## Document segment
======

Returning to Arkansas, Rust received a commission as colonel on July 5, 1861, and assisted Van H. Manning in recruiting and organizing the 3d Arkansas Infantry Regiment. The Third Arkansas would become Arkansas's most celebrated Civil War regiment and the only Arkansas regiment to be permanently assigned to General Robert E. Lee's Army of Northern Virginia. In the fall of 1861, Rust and the Third Arkansas traveled to Western Virginia and took part in the Battle of Cheat Mountain under Lee. During that winter, he and the regiment were under the command of General Stonewall Jackson. They would go on to serve in almost every major battle fought in the east, including the Battle of Gettysburg, although mostly after Rust's promotion and transfer from the regiment.

On March 4, 1862, Rust was promoted to brigadier-general and transferred back to Arkansas, where he was assigned to Lieutenant-General Earl Van Dorn's Army of the West. He led troops at the Battle of Hill's Plantation in July 1862. After the Battle of Pea Ridge, most Confederate States forces were removed from Arkansas and transferred east of the Mississippi River.

Rust fought at the Battle of Corinth, Mississippi in October. In April 1863, he was once again transferred back to Arkansas and placed under Major-General Sterling Price in the Trans-Mississippi Department. He later served under Major-Generals Thomas C. Hindman in Arkansas and John Pemberton and Richard Taylor in Louisiana. After his active military service, he moved to Austin, Texas to reunite with his family, who had abandoned their home in Arkansas during the Federal occupation and spent considerable time with his brother Dr. George W. Rust in Virginia.

======

## Problems and tasks
[a] Answer these questions from the passage on Rust's Civil War service:
(i) On what date did Rust receive his commission as colonel?
(ii) To which commander's army was Rust assigned after his promotion to brigadier-general?
(iii) To what city did Rust move after his active military service?
[b] Pick up the passage on Rust's Civil War service after its final sentence and carry it forward.

## Study material
======

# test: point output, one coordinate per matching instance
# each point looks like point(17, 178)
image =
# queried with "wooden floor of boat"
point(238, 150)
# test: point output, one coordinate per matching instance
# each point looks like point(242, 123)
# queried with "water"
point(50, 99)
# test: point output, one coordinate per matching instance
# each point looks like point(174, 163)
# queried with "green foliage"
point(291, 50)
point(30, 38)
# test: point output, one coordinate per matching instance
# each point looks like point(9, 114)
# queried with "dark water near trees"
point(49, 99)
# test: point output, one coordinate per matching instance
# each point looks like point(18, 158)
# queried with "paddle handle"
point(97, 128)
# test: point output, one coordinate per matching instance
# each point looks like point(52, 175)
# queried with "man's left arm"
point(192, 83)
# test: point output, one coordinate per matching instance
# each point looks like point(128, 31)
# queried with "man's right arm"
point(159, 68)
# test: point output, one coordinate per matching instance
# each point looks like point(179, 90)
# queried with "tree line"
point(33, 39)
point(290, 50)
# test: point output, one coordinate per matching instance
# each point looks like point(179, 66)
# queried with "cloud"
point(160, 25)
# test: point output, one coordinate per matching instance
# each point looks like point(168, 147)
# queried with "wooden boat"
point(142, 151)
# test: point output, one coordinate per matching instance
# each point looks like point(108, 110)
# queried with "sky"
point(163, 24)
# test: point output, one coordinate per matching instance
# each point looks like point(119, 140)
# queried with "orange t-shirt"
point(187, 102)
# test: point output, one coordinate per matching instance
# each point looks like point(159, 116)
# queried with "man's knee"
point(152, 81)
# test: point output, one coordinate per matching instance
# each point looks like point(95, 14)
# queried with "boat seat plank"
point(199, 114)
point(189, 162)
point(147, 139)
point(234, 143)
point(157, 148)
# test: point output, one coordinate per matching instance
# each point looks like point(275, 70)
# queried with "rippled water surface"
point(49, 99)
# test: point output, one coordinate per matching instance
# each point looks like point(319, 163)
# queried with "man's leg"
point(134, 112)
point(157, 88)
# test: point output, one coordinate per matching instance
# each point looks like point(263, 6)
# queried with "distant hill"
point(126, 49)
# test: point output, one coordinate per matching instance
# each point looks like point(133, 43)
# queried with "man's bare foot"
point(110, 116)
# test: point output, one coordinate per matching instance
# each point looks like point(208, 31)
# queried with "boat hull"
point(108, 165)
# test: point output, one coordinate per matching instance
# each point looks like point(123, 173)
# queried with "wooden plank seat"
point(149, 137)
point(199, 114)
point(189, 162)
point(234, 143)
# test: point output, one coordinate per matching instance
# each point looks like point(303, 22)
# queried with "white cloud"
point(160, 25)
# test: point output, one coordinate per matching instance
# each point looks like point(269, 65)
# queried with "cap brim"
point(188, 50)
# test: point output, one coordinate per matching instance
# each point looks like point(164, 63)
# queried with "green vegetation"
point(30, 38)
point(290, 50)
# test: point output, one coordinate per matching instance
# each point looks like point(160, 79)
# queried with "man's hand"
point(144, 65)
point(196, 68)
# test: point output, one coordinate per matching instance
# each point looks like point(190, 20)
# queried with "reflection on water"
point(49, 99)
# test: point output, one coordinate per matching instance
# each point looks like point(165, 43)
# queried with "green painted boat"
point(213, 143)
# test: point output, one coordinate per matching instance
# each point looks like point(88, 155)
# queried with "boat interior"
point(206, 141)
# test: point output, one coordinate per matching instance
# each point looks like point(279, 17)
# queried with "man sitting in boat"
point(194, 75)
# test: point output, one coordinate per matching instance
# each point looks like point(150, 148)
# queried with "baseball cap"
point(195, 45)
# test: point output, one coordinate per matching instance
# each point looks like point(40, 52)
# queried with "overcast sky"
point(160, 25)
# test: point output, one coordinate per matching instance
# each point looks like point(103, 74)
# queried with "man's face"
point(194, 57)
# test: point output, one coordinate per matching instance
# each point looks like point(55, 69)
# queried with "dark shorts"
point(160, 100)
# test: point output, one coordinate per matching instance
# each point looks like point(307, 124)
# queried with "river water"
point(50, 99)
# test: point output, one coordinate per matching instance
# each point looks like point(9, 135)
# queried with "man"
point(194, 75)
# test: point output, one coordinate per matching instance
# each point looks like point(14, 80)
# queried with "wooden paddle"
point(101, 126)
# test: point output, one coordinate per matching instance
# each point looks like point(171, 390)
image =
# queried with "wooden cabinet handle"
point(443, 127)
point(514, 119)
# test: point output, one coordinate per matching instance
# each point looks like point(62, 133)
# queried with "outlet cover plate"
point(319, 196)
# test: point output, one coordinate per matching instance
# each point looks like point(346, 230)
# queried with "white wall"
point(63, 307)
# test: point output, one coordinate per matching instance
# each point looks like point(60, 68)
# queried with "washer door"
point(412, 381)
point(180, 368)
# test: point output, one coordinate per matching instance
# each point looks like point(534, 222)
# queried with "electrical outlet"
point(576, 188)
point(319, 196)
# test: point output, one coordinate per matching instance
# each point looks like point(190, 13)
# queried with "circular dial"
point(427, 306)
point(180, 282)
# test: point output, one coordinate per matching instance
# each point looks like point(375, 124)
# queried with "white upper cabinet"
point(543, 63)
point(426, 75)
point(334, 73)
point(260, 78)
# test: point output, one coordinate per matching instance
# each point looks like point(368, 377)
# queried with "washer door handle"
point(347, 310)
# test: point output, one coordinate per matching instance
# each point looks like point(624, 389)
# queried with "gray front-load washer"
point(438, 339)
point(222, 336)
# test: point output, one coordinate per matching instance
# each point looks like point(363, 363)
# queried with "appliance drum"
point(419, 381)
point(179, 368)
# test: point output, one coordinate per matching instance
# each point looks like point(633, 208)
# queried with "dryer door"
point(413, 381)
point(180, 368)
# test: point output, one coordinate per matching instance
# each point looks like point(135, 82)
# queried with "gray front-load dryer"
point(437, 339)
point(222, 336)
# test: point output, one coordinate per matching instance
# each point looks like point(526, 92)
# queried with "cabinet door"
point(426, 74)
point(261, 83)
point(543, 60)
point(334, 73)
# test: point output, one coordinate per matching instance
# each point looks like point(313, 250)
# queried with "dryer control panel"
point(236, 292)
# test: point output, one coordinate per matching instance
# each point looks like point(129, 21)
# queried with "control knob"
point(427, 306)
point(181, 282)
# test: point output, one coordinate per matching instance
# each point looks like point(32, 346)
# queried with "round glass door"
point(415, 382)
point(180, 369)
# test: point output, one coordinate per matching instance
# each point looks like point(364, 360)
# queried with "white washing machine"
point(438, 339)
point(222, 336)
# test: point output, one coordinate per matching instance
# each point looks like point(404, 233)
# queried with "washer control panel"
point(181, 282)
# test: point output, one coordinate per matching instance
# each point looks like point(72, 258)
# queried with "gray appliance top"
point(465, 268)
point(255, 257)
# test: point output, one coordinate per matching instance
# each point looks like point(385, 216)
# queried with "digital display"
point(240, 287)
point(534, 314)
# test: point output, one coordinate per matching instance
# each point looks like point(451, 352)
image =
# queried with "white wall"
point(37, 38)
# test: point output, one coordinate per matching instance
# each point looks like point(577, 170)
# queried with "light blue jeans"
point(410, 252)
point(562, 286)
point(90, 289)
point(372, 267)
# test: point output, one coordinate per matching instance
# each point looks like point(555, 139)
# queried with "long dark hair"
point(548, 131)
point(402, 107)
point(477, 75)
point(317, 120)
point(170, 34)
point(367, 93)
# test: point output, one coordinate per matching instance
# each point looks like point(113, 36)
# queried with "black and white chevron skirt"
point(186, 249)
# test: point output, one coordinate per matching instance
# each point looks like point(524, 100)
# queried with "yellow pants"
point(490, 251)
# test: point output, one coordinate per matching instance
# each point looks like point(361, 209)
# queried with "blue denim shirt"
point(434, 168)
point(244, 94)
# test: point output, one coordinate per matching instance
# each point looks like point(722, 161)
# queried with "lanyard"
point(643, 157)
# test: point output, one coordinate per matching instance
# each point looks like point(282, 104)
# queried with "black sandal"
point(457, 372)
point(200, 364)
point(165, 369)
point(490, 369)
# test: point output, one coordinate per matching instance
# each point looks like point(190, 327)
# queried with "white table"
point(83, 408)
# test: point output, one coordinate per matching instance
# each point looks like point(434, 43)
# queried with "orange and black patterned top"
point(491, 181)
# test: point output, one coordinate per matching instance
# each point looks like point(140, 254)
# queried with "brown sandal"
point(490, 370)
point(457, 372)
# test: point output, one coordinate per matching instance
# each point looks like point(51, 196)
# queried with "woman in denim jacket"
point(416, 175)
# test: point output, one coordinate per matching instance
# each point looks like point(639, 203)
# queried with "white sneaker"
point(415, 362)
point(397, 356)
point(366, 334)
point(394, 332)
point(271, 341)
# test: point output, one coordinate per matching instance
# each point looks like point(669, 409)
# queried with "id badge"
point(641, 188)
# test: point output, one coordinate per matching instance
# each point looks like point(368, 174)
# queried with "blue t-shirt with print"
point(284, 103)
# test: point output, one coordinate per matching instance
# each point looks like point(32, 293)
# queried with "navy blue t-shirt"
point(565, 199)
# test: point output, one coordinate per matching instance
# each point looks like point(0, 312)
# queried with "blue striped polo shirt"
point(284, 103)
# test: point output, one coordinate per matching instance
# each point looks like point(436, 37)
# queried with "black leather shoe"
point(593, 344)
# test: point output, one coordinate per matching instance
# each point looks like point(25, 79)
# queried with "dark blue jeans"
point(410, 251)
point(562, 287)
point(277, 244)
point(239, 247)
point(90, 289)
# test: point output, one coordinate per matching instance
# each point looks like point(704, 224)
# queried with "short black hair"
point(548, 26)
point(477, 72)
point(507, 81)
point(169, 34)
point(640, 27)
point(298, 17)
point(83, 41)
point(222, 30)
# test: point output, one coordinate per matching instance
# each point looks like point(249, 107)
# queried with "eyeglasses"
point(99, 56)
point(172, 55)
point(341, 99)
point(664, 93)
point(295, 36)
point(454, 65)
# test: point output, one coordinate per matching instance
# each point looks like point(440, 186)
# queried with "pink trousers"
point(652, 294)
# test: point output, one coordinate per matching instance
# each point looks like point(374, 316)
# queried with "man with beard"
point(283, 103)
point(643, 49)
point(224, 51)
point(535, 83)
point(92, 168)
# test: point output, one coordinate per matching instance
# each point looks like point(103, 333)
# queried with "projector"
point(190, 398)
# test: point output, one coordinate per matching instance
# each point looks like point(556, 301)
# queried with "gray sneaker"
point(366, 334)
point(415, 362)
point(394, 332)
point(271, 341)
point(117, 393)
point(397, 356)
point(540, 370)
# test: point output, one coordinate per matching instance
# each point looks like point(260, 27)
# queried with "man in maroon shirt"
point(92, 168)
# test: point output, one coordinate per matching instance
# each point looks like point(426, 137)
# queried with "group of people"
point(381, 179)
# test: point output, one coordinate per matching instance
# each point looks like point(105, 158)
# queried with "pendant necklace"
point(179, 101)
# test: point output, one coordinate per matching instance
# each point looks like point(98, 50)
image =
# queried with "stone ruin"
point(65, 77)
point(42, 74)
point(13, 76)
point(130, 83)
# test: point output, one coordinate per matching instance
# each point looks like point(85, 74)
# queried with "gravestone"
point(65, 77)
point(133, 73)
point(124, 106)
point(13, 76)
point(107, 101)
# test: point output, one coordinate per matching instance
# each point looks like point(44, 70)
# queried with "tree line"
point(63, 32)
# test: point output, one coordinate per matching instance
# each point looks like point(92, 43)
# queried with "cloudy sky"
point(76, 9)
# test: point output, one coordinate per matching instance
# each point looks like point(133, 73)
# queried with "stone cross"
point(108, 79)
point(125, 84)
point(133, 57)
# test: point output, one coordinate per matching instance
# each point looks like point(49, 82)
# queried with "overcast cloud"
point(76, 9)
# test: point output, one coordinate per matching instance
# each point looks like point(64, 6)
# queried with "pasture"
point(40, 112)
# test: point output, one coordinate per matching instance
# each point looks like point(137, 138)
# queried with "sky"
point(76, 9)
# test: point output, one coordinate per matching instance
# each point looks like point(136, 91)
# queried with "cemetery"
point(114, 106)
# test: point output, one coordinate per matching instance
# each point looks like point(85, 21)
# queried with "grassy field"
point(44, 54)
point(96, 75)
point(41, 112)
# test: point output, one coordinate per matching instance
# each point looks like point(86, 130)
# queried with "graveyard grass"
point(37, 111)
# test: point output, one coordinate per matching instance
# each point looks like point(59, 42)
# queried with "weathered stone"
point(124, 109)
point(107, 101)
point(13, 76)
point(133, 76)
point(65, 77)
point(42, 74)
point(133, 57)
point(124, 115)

======

## Task-by-task answers
[a]
(i) July 5, 1861
(ii) Lieutenant-General Earl Van Dorn's Army of the West
(iii) Austin, Texas

[b]
== Later life and death ==
After the war Rust moved from his home in El Dorado, Arkansas, across the Arkansas River from Little Rock. He returned to Washington as a member of the U.S. House of Representatives and was even a Republican candidate for the U.S. Senate in 1869 before Congressional Reconstruction began and former Confederates were forbidden to hold elective office and he withdrew himself from candidacy. On April 3, 1870, he died in Pulaski County, Arkansas, from a brain abscess, while his wife and children were away visiting family in Virginia. His burial place is the subject of some dispute. Contemporary accounts state that he was buried at the historic Mount Holly Cemetery in Little Rock; his old Congressional biography reports his "interment in the Old Methodist Cemetery." A new Congressional Biography reports he is buried in the Oakland and Fraternal Cemetery at Little Rock.

== Personal life ==
Rust married Jane Carrington (1824-1847) of Charlotte County, Virginia, on April 17, 1844, but she soon died, and was buried in Hervey Cemetery in Hempstead County, Arkansas. He then married Anne Bouldin Cabell, and at least three of their children (raised in Virginia during the American Civil War) would survive to adulthood: Julia Rust Tutwiler (1854-1923), Breckenridge Cabell Rust (1855-1892) and author Pauline Carrington Rust Bouve (1860-1928).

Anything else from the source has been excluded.